* [TEXT]:
What did the first man to see gold in a stream say? (you may translate from "oogha.. muckala woobie snerd.. graaap"

How did he feel about that?

When did they decide that diamonds were "neat".

(Hey! Oogh get me a bunch of these pretty stones or I won't let you drag me back to the cave by my hair tonite..)

Along came Zaroogh.. "yep, Instead of trading yellow stone for shells, when you want some pretty shells or some glittery yellow stone, you just make this mark on the birchbark and give it to the shell dealer. Keeps track of the shells and everything else"

gold-Oogh: "yah Zaroogh, but how come when I want some shells you say my birchbark is only two marks, and everytime you want shells, you just make three marks on the same piece of bark and take more shells.?"

(Takes club and bashes Zaroogh. Thereby keeping shells and yellow stones even for a while. But soon the shell game was to re-emerge.)



To: Jamey who wrote (89101)8/27/2002 12:15:18 PM
From: E. Charters  Read Replies (1) | Respond to of 116756
 
Computers advanced until they created their own learning programs, offering man the ultimate fulfillment in all areas of life.

That is until they started to replicate general protection faults, fatal errors, and started requiring the humans they protected to keep signing ever more onerous license restrictions in order that they keep operating. Around that time, the virus curve bagin to overtake the anti-virus curve and myserious glitches crept into the day to day operations of Metropolis. Then a hacker broke into a museum and stole a copy of Linux from the archives in the basement and slipped it behind the Windows screens. Things began to get more and more abstruse until it took an army of technicians with 100's of lines of code to edit an apostrophe from the subject header in a mail message. It was the beginning of the end of civilization.

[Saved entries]
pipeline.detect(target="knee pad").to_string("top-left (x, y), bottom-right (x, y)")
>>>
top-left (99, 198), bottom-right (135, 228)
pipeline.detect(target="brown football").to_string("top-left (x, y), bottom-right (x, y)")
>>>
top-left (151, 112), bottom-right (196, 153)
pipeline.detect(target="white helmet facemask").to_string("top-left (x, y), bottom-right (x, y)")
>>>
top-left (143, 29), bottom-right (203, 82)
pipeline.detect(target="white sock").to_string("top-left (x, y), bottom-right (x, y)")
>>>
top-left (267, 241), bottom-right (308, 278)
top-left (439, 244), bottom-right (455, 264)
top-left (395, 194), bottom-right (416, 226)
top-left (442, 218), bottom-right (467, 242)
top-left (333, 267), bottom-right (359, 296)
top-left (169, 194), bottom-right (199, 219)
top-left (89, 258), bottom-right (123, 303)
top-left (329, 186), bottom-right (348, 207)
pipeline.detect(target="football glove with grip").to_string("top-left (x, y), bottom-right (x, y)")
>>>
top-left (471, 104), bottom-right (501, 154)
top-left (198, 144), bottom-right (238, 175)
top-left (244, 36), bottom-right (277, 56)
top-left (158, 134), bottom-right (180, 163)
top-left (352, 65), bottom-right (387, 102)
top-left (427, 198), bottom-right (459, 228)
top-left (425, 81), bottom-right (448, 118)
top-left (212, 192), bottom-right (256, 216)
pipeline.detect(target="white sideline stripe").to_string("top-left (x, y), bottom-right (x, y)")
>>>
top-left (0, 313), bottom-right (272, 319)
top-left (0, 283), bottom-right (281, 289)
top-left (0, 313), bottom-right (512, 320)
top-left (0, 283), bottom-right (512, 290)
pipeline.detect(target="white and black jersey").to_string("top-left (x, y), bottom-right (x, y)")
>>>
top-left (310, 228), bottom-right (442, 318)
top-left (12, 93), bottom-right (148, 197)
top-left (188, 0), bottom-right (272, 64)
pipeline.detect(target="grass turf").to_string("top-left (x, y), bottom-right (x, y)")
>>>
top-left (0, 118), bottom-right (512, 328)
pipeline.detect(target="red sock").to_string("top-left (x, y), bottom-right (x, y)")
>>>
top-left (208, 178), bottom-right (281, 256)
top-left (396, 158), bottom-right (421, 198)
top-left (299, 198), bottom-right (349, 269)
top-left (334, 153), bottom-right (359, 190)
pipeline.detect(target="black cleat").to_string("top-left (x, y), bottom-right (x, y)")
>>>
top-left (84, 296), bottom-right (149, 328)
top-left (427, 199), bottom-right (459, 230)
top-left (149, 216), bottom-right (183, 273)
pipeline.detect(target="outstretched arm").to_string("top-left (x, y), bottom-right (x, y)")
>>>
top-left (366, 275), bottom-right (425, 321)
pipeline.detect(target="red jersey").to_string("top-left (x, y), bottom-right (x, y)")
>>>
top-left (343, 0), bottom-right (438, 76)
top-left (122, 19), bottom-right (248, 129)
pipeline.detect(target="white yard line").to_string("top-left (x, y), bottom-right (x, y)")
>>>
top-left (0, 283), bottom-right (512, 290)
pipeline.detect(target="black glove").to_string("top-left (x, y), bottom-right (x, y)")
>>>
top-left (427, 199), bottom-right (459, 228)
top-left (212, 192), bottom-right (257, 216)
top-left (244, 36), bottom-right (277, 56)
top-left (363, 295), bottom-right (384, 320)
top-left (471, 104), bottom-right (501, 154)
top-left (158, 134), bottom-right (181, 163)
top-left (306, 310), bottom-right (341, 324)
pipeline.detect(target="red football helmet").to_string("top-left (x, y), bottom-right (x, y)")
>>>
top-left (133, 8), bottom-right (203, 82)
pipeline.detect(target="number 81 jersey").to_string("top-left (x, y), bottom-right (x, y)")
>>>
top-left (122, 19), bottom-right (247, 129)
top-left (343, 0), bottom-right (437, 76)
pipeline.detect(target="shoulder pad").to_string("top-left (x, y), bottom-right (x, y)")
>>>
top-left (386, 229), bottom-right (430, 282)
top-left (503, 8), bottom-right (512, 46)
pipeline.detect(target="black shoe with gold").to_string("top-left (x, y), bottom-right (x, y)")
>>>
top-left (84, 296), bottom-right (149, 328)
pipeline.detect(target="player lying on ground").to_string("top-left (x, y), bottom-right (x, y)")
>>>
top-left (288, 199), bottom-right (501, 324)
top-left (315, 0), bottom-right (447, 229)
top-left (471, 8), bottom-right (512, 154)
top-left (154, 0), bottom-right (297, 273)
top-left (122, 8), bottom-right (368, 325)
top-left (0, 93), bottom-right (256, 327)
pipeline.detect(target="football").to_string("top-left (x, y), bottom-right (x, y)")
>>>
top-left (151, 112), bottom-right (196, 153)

* [REQUIREMENT]: In the forum post, please condense the paragraph beginning "That is until they started" into a short bulleted list that keeps its main facts. These rows have nothing to do with the forum post above.

* [PROBLEM SOLUTION]:
- Computers began replicating general protection faults and fatal errors.
- They required the humans they protected to sign ever more onerous license restrictions to keep them operating.
- The virus curve began overtaking the anti-virus curve, and mysterious glitches crept into Metropolis's daily operations.
- A hacker stole a copy of Linux from a museum's basement archives and slipped it behind the Windows screens.
- Things grew so abstruse that it took an army of technicians with hundreds of lines of code to remove an apostrophe from a mail message's subject header.
- It was the beginning of the end of civilization.